■ **BRANO PROPOSTO**:

--

Mi scuso della divagazione e torno a Caltagirone. Qui mi scordo di cercare la scalinata con le alzate tutte di ceramiche di diversi disegni e Marisa adesso mi dice che lei l’ha vista, facendomi arrabbiare due volte. Ai vecchi rimbambiti come noi, succede.


Piazza Armerina, panorama

Piazza Armerina. La cittadina è aggrappata ad un costone di roccia, come molti centri nella zona. La Villa del Casale dista un paio di chilometri e, se non ci fosse stata, questa bella cittadina barocca sarebbe ignorata dal mondo e vedrebbe solo un turista che ha sbagliato strada. Insomma ti ci devi recare appositamente. E ne vale la pena. Colazione al bar davanti alla cattedrale,logicamente barocca. Una delle peculiarità del barocco siciliano è che le lesene e, talvolta, anche le colonne dei portali, portano incisi splendidi arabeschi, qualcuno ripreso da me. A volte, come appunto a Piazza Armerina e al Duomo di Siracusa, le colonne sono tortili, con incisi rampicanti che le avvolgono.
La ragazza del bar ci dice che sta frequentando la facoltà di operatore turistico, che
è lì, come sede distaccata dell’Università di Enna.

--

■ **ESERCIZIO ASSEGNATO 1**: Traduci in inglese questa frase del brano sul viaggio in Sicilia: "La cittadina è aggrappata ad un costone di roccia, come molti centri nella zona."
■ **ESERCIZIO ASSEGNATO 2**: Cita senza alcuna modifica la parte del brano sul viaggio in Sicilia che si apre con le parole contenenti "Piazza Armerina, panorama" e si chiude con "dell’Università di Enna.".
■ **ESERCIZIO ASSEGNATO 3**: Prosegui il brano sul viaggio in Sicilia dal punto in cui si interrompe.
L'elenco non è necessario per svolgere i compiti.

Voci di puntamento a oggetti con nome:
--

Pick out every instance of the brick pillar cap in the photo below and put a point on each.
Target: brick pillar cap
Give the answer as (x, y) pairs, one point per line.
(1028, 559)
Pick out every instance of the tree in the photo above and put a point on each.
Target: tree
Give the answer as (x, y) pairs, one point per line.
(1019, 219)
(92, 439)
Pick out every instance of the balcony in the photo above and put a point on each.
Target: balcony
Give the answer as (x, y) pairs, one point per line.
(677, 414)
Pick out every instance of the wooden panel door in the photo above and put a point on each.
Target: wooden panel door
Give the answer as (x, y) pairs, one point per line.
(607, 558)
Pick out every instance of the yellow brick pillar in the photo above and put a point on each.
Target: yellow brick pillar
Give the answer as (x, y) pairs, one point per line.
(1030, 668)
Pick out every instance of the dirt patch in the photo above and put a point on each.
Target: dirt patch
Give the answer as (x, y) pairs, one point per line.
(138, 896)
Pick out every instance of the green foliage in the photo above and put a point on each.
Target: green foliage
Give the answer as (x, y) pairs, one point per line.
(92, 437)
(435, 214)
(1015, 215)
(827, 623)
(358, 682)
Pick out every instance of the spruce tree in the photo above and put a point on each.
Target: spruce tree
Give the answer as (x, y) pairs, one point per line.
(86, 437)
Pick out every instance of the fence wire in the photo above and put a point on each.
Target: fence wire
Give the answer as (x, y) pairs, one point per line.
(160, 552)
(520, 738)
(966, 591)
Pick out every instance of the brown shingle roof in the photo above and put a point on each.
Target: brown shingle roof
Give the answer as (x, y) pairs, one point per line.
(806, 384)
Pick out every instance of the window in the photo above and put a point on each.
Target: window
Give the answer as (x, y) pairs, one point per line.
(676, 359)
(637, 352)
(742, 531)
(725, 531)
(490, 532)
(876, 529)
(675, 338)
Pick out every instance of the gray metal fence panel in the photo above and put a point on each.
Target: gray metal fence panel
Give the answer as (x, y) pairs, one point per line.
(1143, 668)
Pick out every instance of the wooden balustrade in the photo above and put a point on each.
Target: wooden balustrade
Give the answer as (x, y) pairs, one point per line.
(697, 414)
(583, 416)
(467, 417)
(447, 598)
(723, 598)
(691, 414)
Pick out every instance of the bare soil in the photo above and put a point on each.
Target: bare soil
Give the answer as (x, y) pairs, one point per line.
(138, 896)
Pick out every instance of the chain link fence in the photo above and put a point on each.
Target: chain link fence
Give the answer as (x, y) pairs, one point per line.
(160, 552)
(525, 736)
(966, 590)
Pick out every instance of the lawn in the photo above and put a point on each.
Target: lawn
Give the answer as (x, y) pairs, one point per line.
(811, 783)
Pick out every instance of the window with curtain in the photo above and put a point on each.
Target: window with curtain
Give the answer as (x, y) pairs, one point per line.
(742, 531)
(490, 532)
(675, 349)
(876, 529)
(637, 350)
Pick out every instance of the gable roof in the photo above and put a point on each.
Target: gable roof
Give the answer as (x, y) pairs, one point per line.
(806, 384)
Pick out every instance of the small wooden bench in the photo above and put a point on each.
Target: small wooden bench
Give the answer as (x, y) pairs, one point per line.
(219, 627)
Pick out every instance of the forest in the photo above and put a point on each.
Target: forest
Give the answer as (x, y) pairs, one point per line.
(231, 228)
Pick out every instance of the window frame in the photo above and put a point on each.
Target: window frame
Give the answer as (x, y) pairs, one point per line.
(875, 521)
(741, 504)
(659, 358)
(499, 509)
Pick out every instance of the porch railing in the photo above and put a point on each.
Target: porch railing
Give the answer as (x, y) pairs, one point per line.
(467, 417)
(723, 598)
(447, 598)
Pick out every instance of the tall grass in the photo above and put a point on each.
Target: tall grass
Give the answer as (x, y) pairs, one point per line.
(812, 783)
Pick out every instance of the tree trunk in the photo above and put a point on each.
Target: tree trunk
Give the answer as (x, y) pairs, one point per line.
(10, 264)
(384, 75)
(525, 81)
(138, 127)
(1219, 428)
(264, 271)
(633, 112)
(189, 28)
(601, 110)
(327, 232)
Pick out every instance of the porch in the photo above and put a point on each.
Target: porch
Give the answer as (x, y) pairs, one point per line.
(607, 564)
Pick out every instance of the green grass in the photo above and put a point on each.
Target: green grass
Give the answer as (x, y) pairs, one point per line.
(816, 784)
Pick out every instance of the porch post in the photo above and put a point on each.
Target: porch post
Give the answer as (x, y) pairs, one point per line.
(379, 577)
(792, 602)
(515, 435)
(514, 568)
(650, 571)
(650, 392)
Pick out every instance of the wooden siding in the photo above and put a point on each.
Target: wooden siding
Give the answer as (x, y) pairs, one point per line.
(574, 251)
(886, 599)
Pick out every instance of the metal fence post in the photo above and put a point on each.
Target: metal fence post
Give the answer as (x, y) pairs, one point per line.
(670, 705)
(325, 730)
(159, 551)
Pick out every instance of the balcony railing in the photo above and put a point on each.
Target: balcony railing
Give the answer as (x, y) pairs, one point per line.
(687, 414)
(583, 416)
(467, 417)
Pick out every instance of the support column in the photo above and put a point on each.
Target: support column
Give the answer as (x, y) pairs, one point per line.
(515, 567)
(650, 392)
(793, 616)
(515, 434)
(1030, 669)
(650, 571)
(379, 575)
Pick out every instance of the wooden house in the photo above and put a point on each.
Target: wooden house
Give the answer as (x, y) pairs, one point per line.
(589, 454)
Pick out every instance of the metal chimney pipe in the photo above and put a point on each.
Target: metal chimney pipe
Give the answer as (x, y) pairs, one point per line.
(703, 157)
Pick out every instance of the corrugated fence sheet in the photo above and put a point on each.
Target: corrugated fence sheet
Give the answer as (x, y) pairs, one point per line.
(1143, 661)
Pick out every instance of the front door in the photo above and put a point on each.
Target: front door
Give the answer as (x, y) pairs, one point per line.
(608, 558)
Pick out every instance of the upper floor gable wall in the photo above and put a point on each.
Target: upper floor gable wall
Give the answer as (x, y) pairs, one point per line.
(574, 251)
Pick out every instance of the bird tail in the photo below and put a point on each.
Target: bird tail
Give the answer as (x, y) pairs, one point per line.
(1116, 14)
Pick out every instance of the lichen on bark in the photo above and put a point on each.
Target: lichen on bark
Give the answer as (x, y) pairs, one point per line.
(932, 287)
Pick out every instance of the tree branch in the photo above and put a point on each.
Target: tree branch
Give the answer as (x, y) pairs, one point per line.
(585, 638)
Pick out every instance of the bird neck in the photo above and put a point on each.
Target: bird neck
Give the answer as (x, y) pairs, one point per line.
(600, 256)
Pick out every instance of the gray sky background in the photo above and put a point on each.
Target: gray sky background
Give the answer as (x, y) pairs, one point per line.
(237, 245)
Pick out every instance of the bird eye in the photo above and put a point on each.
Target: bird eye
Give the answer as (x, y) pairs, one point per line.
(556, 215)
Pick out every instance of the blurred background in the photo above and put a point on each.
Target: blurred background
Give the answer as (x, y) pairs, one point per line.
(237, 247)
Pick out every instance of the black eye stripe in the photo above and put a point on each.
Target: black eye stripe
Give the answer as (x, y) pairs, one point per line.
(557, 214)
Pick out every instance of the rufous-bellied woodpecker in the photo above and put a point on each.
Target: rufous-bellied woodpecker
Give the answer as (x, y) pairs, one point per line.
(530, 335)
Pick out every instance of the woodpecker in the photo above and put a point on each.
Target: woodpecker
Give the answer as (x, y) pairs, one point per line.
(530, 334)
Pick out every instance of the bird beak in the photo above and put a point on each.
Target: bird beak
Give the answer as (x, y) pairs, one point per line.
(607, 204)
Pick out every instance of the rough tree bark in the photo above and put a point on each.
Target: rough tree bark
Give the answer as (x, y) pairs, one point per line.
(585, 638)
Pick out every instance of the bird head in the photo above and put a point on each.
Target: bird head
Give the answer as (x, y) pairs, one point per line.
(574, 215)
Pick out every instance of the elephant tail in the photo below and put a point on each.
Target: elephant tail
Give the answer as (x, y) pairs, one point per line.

--

■ **RISPOSTA 1**: The town clings to a rocky ridge, like many towns in the area.

■ **RISPOSTA 2**:
Piazza Armerina, panorama

Piazza Armerina. La cittadina è aggrappata ad un costone di roccia, come molti centri nella zona. La Villa del Casale dista un paio di chilometri e, se non ci fosse stata, questa bella cittadina barocca sarebbe ignorata dal mondo e vedrebbe solo un turista che ha sbagliato strada. Insomma ti ci devi recare appositamente. E ne vale la pena. Colazione al bar davanti alla cattedrale,logicamente barocca. Una delle peculiarità del barocco siciliano è che le lesene e, talvolta, anche le colonne dei portali, portano incisi splendidi arabeschi, qualcuno ripreso da me. A volte, come appunto a Piazza Armerina e al Duomo di Siracusa, le colonne sono tortili, con incisi rampicanti che le avvolgono.
La ragazza del bar ci dice che sta frequentando la facoltà di operatore turistico, che
è lì, come sede distaccata dell’Università di Enna.

■ **RISPOSTA 3**:
Piazza Armerina, Cattedrale, particolare della facciata



Piazza Armerina, Villa del Casale, scena di pesca



Piazza Armerina, Villa del Casale, scena erotica


Piazza Armerina, Villa del Casale, Polifemo



Villa del Casale.  Era di un ricco proprietario terriero che probabilmente faceva anche commercio di animali selvatici dall’Africa. E gli fruttava tanto bene che si permise questa dimora sontuosa con annesse terme e sistema di trasporto di acqua dalle alture non lontane. La visita ai mosaici si fa su passerelle in acciaio, mentre tutto il complesso è protetto da una struttura in acciaio e vetro. Sfiati realizzati in posti strategici dovrebbero garantire una certa aerazione, tuttavia il calore all’interno è insopportabile, così, dopo qualche giro e qualche foto ai mosaici, tra l’altro illeggibili perché ricoperti di polvere ed abbagliati dal sole laterale, lasciamo quel bagno turco prima di avere un collasso. Peccato, non vediamo le prime ragazze in bikini raffigurate in un mosaico. Abbiamo nascosto la piantina in un cespuglio vicino alla macchina e, al ritorno, non ce la siamo scordata.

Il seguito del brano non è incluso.